--- Start of GIVEN TEXT ---

# you gots 150-250 posts?



## yayson (Aug 21, 2006)

If you're a bit of a cigar noob, you've been here more than 2 months, gots between 150-250 posts that are friendly in general and mooch-free in specific, I have 5 cigars I would like to send you. 

I know you're friendly and don't like to mooch but go on ahead and just speak up here, don't be shy for once, first to fit the bill gets said cigars.


----------



## SmokeyJoe (Oct 3, 2006)

Not looking for 'gars, just impressed with your generosity. Nice job, yayson - "Father of the Modern Club Stogie 'Nanner System." :ss

Given out too much RG here of late... when I can, I'll hit you up, brotha. :ss


----------



## Dan_ (Dec 16, 2006)

Cause I don't like to mooch, how about a trade?

edit: oops hold on while I go make 7 more posts...


----------



## Cheeto (May 10, 2007)

Haha I need to do this someday, sounds like a good idea. Maybe I'll go the other direction and offer smokes to silverbacks


----------



## maddman (May 24, 2007)

Like Dan said i would not feel right just take some smokes but will trade


----------



## Lanthor (Jun 16, 2007)

maddman said:


> Like Dan said i would not feel right just take some smokes but will trade


Yayson is being generous, something very typical here, this is no different than sponsering a contest in my opinion. Take his offer.

:ss

Then bomb him later!!


----------



## maddman (May 24, 2007)

Lanthor said:


> Yayson is being generous, something very typical here, this is no different than sponsering a contest in my opinion. Take his offer.
> 
> :ss
> 
> Then bomb him later!!


I like the way you Think


----------



## rusty pittis (Jun 8, 2007)

all great ideas from BOTL"S:tu


----------



## burninator (Jul 11, 2006)

Looks like I just missed the cut-off. :hn


----------



## Lorglath (Aug 22, 2007)

burninator said:


> Looks like I just missed the cut-off. :hn


Only Slightly :tu


----------



## Budprince (Mar 29, 2007)

yayson said:


> If you're a bit of a cigar noob, you've been here more than 2 months, gots between 150-250 posts that are friendly in general and mooch-free in specific, I have 5 cigars I would like to send you.

--- End of GIVEN TEXT ---

● STATED GOAL A: In the cigar forum thread, rewrite the passage from "I know you're" up to and including "(Oct 3, 2006)", swapping "cigars" for "stogies".
● STATED GOAL B: In the cigar forum thread, how many cigars does yayson offer to send?
The items that come next have no connection to the cigar forum thread.

--- Start of RECORDED INFORMATION ---

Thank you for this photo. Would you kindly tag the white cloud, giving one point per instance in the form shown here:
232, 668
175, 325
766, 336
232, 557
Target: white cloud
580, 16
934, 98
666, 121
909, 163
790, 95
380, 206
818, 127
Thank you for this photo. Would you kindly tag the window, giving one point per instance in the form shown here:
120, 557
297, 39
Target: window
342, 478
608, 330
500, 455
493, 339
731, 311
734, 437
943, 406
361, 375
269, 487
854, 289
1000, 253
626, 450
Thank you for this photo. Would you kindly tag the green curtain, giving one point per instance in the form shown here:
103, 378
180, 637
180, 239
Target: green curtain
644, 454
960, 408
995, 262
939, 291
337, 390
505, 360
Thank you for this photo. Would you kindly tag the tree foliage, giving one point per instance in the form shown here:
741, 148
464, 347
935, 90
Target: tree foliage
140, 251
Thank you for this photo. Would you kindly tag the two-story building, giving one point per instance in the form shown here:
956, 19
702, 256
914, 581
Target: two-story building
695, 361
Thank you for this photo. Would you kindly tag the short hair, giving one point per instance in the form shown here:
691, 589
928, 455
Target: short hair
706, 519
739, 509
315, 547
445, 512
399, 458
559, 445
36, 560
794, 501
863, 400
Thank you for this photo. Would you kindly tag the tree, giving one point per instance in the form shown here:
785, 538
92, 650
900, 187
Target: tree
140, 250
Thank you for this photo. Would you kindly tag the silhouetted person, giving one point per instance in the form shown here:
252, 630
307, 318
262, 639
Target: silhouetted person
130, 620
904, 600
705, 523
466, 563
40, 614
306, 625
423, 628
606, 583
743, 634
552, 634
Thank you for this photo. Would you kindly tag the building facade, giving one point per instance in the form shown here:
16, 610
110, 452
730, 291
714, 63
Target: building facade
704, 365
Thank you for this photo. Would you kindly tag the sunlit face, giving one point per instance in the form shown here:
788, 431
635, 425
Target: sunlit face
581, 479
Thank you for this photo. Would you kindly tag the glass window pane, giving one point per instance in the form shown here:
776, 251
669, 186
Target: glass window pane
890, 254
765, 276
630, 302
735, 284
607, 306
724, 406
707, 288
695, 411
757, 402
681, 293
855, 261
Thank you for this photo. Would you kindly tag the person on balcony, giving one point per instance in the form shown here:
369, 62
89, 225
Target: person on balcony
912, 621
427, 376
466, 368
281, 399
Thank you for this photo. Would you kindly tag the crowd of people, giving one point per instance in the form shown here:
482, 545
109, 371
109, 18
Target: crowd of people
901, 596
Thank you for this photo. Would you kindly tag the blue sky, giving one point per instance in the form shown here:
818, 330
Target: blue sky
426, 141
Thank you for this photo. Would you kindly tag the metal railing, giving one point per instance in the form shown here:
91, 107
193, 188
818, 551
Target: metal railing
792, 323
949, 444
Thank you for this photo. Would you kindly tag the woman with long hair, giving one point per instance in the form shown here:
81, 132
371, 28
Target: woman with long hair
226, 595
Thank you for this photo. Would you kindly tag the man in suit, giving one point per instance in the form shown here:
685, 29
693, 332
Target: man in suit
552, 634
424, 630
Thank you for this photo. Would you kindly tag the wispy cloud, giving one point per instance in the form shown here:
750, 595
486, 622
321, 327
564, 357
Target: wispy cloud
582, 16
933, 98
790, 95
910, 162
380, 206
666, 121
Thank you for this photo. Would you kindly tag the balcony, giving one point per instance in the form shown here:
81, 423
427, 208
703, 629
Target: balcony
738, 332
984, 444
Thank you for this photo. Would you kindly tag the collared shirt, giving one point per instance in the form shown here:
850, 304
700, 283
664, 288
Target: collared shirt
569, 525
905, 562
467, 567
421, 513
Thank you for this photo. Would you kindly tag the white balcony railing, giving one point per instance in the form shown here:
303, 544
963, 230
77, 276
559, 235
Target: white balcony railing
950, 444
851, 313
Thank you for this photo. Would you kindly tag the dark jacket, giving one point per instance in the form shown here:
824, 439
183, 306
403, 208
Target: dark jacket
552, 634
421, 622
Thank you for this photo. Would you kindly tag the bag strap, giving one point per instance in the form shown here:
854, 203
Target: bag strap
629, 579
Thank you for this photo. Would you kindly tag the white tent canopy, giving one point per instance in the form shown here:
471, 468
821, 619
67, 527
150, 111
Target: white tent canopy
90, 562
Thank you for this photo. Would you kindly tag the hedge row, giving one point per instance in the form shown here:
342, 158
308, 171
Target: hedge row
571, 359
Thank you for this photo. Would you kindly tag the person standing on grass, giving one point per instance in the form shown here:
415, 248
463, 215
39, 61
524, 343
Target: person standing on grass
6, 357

--- End of RECORDED INFORMATION ---

● WORKED SOLUTION A:
I know you're friendly and don't like to mooch but go on ahead and just speak up here, don't be shy for once, first to fit the bill gets said stogies.


----------



## SmokeyJoe (Oct 3, 2006)

● WORKED SOLUTION B: Five cigars.